> [Text excerpt]:
*-*-*

While many people worry about cancer and heart attacks, they don’t know that strokes are the leading cause of death in the United States. And even if your loved one survives a stroke, recovery is often long and it’s possible some functions may never come back.
The key to reducing the seriousness of a stroke is to recognize it’s happening and then to get help quickly so that medical experts can take the needed steps to prevent death and disability from stroke. As a caregiver, it’s important that you are able to recognize these symptoms. It’s also important to check with your home care providers to make sure they are aware of the symptoms as well. Most home care providers will be well trained in stroke awareness, which is just one reason having a home care provider with your loved one when you can’t be may just be what saves her life.
Strokes come on quickly so their symptoms also appear suddenly and seemingly out of nowhere. It’s important for your loved one to let someone know if any of these symptoms are occurring and to not ignore them, hoping they’ll go away.
- A sudden inability to communicate, speak or confusion about what is happening around them.
- An inability to see out of one or both eyes suddenly that doesn’t have any type of injury or health history proceeding it.
- An immediate extreme weakness or numbness that occurs in the face, arm, or leg. This numbness is usually contained to just one side of the affected area.
- A loss of balance or extreme dizziness that comes on without warning. Your loved one may find it impossible to walk or maintain her balance.
- An abrupt headache that is extremely severe.
While your loved one should alert you to any of these symptoms, you can also be on the lookout for stroke symptoms by knowing the acronym F.A.S.T. It’s a great acronym for stroke symptoms because it not only helps you remember the symptoms to watch for, it reminds you to act fast! Quick treatment is the key to reducing long-term health concerns. Studies show that if a patient can receive treatment within three hours of a stroke incident, her chances of recovery are improved.
F: FACE. If you think a stroke may be occurring, ask your loved one to smile. If one side of the face droops, it could be a stroke.
A: ARMS. Ask your loved one to lift both arms into the air. If one arm cannot be raised, it might be because of a stroke.
S: SPEECH. Listen to how your loved one is speaking. Ask her to say a simple phrase like The sky is blue. If there is slurring or is unclear, your loved one might be having a stroke.
T: TIME. If any of those symptoms occur, call 9-1-1 right away and have your loved one examined. It’s best to have an ambulance come if possible so that immediate life-saving options can be performed if needed.
By being aware of the signs and symptoms of stroke, you or your home care provider can take immediate action and perhaps save her life.

*-*-*

> [Record extracts]:
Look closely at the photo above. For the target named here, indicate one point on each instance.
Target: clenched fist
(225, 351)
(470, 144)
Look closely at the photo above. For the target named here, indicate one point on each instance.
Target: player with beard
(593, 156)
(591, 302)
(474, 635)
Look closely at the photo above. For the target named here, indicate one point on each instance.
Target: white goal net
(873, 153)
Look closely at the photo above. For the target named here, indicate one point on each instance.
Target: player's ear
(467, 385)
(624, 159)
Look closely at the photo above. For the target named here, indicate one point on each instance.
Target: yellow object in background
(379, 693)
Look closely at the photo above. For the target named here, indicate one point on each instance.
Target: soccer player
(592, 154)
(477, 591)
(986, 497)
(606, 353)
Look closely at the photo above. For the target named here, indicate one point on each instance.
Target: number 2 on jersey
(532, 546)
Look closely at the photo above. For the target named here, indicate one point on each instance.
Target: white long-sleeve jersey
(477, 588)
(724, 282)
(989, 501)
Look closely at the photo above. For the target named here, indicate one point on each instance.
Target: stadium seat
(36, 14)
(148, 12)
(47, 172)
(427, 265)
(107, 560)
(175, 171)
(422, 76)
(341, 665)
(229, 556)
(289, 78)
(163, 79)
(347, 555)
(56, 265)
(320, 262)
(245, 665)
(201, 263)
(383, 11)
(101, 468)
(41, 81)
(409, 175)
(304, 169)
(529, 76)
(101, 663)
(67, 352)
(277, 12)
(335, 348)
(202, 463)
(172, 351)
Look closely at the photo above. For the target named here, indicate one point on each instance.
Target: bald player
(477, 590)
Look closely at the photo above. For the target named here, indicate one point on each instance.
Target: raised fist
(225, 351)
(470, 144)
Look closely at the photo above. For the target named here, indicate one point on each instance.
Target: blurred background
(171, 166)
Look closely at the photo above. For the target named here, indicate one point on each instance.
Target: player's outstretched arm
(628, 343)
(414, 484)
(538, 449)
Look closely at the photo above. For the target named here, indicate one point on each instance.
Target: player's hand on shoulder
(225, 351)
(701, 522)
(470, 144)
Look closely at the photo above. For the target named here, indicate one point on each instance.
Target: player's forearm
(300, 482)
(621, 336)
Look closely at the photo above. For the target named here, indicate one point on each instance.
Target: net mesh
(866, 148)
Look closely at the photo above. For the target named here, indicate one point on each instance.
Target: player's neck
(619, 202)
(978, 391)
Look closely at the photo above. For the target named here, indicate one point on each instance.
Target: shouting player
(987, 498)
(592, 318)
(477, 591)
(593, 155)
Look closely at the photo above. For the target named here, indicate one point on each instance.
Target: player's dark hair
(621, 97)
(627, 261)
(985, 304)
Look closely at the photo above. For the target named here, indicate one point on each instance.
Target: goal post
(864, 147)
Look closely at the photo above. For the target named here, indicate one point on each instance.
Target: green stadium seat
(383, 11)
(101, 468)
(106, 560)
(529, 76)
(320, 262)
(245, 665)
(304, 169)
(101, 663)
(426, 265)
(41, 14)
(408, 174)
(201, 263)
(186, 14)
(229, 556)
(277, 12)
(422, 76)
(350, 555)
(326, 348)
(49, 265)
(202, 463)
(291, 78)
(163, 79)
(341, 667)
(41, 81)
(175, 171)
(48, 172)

*-*-*

> [Your assignment]:
Please retype the part of the stroke article starting at "Strokes come on" and ending at "the affected area.". The entries are separate material, apart from the stroke article.

> [Worked solution]:
Strokes come on quickly so their symptoms also appear suddenly and seemingly out of nowhere. It’s important for your loved one to let someone know if any of these symptoms are occurring and to not ignore them, hoping they’ll go away.
- A sudden inability to communicate, speak or confusion about what is happening around them.
- An inability to see out of one or both eyes suddenly that doesn’t have any type of injury or health history proceeding it.
- An immediate extreme weakness or numbness that occurs in the face, arm, or leg. This numbness is usually contained to just one side of the affected area.